Excerpted text:
2. The target shooting tracking system of claim 1, wherein the
image processor color codes all markings.
3. The target shooting tracking system of claim 1, wherein the
image processor color codes all markings indicating a timing of
each marking, wherein a newest marking is a brightest color.
4. The target shooting tracking system of claim 1, comprising a
display to show a final target.
5. The target shooting tracking system of claim 4, wherein the
display is part of a portable computing device.
6. The target shooting tracking system of claim 1, comprising a
display to show a final target, wherein the image processor color
codes all markings on the final target indicating a timing of each
marking.
7. The target shooting tracking system of claim 1, comprising a
scope, the camera coupled to a lens end of the scope.
8. The target shooting tracking system of claim 1, comprising a
second camera recording body movement images of a user.
9. The target shooting tracking system of claim 8, comprising a
server receiving the images from the first camera and body movement
images of the user for analysis and providing feedback to adjust
body position.
10. A target shooting tracking system, comprising: at least one
target module, wherein the at least one target module comprises: a
first camera taking and recording images of a target; and an image
processor receiving the images, the image processor performing
image subtraction on the images to identified a latest marking on
the target, the image processor color codes the latest marking to
highlight the latest marking.
11. The target shooting tracking system of claim 10, comprising a
plurality of target modules, wherein each of the plurality of
target modules are aligned linearly.
12. The target shooting tracking system of claim 11, comprising a
laser to linearly align each of the plurality of target
modules.
13. The target shooting tracking system of claim 11, wherein the
image processor receives images from each of the plurality of
target modules and generates a trajectory of a projectile.
14. The target shooting tracking system of claim 13, comprising a
display to show the latest marking on the target and the trajectory
of the projectile.
15. The target shooting tracking system of claim 11, comprising a
second camera recording body movement images of a user.
16. The target shooting tracking system of claim 15, comprising a
server receiving the images from the first camera and body movement
images of the user for analysis and providing feedback to adjust
body position.
17. A target shooting tracking system, comprising: a first camera
taking and recording images of a target; a second camera recording
body movement images of a user; an image processor receiving the
images, the image processor performing image subtraction on the
images to identified a latest marking on a target, wherein the
image processor color codes the latest marking. a display to show
the target with the latest marking being color coded.
18. The target shooting tracking system of claim 17, comprising a
scope, the first camera coupled to a lens end of the scope.

Stored records:
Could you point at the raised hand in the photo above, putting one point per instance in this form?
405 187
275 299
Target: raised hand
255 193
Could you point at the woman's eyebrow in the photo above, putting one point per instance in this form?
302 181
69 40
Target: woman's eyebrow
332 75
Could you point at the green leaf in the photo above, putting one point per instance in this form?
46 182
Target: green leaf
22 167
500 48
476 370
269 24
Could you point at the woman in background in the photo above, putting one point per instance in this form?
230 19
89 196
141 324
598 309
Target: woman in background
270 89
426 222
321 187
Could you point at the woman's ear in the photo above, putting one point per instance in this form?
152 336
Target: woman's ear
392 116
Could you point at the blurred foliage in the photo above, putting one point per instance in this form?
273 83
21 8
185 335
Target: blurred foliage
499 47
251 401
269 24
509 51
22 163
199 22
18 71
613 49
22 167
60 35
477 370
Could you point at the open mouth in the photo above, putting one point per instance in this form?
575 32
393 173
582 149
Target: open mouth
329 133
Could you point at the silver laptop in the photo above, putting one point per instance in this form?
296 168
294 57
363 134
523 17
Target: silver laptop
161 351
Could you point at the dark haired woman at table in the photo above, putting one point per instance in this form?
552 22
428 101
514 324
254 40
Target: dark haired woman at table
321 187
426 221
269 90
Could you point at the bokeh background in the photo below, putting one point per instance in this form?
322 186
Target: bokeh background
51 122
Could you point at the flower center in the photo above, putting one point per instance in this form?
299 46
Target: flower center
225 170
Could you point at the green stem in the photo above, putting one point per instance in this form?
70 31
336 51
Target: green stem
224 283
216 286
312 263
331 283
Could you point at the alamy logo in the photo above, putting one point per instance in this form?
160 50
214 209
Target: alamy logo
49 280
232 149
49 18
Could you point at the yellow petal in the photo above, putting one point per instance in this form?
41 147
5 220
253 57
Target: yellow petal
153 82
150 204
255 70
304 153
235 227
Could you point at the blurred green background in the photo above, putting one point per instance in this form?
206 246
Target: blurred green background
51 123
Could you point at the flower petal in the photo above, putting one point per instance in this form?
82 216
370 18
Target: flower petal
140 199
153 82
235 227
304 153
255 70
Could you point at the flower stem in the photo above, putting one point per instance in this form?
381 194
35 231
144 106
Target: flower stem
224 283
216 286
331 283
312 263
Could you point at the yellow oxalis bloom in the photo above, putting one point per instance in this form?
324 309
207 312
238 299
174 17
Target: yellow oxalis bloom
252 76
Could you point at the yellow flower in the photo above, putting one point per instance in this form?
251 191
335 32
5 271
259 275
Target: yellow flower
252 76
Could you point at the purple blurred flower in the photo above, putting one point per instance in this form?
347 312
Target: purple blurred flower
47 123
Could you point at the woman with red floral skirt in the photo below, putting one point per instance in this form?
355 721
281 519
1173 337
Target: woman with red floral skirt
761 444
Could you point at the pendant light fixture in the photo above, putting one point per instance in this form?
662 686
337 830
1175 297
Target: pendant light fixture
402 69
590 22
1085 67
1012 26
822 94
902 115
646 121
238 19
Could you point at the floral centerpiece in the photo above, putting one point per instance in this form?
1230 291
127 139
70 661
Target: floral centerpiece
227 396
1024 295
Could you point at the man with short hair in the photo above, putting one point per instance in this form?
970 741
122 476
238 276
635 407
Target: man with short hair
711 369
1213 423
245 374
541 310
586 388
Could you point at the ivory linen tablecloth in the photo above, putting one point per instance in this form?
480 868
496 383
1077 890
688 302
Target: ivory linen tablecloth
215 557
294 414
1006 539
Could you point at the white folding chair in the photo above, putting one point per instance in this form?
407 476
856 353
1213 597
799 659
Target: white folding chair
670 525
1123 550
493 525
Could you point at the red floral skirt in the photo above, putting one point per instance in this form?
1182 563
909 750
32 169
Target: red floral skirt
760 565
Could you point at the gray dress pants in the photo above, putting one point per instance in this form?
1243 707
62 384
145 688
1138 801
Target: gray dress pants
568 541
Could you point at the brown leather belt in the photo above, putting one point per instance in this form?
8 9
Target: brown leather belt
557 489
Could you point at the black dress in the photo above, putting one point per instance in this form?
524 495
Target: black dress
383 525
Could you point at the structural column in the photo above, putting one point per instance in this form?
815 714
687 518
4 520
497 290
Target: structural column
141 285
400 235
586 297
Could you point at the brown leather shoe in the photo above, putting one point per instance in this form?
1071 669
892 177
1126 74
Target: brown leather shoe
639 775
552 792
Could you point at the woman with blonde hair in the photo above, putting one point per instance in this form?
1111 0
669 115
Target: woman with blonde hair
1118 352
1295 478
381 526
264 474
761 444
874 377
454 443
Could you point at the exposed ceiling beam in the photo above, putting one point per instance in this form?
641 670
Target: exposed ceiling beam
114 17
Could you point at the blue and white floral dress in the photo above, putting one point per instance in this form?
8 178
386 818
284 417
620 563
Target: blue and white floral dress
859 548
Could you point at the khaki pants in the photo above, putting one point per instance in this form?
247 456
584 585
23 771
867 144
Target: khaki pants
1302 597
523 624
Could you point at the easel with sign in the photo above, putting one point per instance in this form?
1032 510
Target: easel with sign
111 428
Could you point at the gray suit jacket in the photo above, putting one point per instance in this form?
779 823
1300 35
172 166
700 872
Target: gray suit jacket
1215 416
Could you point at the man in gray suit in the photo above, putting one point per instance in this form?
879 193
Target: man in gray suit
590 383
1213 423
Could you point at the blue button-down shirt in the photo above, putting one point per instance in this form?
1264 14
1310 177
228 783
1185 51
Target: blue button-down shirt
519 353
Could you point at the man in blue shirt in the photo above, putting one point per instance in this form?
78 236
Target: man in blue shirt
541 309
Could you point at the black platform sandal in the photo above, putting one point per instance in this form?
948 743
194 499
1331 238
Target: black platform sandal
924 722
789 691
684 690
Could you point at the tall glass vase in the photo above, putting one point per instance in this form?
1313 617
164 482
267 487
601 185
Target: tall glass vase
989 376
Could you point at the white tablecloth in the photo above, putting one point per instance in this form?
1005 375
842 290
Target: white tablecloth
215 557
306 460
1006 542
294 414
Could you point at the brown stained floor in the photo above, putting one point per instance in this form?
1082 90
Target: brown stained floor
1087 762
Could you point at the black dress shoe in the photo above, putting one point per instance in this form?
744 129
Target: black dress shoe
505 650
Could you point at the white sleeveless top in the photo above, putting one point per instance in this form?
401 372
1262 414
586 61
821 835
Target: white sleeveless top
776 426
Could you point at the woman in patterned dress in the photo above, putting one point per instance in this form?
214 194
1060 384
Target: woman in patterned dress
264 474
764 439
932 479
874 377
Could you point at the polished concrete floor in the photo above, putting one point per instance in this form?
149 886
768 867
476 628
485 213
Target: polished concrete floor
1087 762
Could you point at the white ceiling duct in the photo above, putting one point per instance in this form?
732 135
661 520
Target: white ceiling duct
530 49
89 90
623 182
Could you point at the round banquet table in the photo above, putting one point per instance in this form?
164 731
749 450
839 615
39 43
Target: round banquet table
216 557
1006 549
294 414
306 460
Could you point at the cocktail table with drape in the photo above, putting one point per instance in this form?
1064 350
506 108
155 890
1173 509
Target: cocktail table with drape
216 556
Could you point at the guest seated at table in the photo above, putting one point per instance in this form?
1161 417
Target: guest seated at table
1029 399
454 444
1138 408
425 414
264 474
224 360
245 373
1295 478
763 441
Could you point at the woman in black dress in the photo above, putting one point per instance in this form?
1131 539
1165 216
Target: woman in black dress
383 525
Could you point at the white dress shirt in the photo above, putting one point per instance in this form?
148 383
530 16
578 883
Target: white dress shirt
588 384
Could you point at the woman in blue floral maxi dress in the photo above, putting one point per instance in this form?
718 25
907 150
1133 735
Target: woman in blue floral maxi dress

Task requirements: Retype the patent claims word for word, starting at "13. The target" and ending at "of a projectile.". Use only the patent claims to complete this work.

Exercise response:
13. The target shooting tracking system of claim 11, wherein the
image processor receives images from each of the plurality of
target modules and generates a trajectory of a projectile.